= WORK ORDER =
Collect each line of the entries that holds the string "sofa".

START INPUT

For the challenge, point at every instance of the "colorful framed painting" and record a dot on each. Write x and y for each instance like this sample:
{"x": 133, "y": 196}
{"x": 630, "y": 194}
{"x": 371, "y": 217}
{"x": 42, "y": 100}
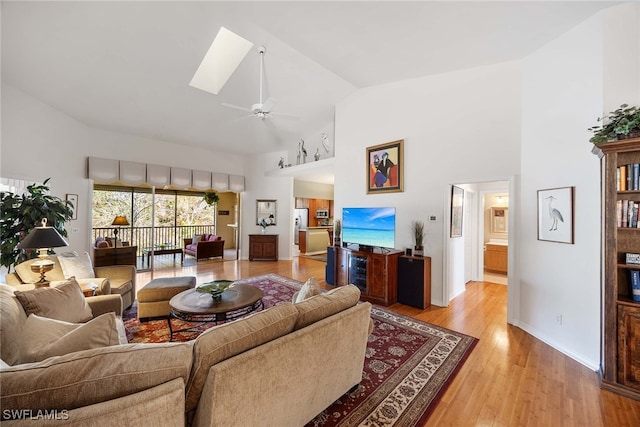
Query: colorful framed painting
{"x": 385, "y": 168}
{"x": 73, "y": 200}
{"x": 555, "y": 214}
{"x": 457, "y": 204}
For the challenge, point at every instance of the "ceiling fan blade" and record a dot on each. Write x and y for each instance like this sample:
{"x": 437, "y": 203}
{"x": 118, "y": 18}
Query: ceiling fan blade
{"x": 268, "y": 105}
{"x": 277, "y": 115}
{"x": 237, "y": 107}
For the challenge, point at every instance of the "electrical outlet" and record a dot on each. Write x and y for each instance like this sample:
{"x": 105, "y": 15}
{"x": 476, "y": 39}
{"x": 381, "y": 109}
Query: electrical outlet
{"x": 559, "y": 318}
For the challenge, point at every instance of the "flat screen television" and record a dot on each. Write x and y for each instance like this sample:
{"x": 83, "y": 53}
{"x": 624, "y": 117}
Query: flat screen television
{"x": 369, "y": 226}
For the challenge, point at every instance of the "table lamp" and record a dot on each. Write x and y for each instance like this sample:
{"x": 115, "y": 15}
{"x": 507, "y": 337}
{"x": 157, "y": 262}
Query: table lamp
{"x": 119, "y": 220}
{"x": 42, "y": 238}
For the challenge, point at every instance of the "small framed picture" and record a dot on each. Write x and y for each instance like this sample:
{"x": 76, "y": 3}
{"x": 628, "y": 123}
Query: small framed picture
{"x": 385, "y": 168}
{"x": 73, "y": 200}
{"x": 555, "y": 214}
{"x": 457, "y": 204}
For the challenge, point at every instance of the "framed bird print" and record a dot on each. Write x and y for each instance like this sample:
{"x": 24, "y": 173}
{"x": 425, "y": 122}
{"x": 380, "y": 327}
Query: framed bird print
{"x": 555, "y": 214}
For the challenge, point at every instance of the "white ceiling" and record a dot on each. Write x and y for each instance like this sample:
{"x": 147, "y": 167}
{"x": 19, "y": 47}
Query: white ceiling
{"x": 126, "y": 66}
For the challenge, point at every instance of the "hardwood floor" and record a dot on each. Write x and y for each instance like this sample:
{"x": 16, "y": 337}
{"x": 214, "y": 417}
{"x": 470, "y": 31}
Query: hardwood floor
{"x": 510, "y": 378}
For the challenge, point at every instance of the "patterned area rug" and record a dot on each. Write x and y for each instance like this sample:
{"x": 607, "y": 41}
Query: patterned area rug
{"x": 408, "y": 364}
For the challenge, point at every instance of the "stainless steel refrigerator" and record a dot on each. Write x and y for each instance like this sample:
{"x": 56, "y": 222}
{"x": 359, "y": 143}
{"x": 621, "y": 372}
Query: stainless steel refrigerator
{"x": 300, "y": 222}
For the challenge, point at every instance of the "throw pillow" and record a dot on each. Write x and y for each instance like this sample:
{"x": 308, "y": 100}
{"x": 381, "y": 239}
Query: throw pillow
{"x": 44, "y": 338}
{"x": 64, "y": 302}
{"x": 310, "y": 288}
{"x": 77, "y": 266}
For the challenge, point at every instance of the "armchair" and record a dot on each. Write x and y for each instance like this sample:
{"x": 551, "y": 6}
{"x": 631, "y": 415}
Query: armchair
{"x": 116, "y": 279}
{"x": 204, "y": 246}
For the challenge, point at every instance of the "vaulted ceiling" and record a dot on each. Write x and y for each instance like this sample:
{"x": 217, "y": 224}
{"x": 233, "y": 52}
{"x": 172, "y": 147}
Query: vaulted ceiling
{"x": 126, "y": 66}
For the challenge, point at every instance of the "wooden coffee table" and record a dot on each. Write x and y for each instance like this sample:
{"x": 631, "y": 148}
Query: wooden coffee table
{"x": 192, "y": 306}
{"x": 163, "y": 251}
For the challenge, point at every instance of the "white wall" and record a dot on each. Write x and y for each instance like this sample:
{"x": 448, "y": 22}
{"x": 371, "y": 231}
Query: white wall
{"x": 564, "y": 90}
{"x": 39, "y": 142}
{"x": 258, "y": 186}
{"x": 457, "y": 127}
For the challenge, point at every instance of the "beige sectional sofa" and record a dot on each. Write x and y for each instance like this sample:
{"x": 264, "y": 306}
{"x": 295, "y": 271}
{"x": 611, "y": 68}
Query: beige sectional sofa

END INPUT

= YOUR SOLUTION =
For the challenge, point at every instance of the "beige sectional sofa" and record a dot on each. Write x and y for each instance like this sample:
Query: beige sectional sofa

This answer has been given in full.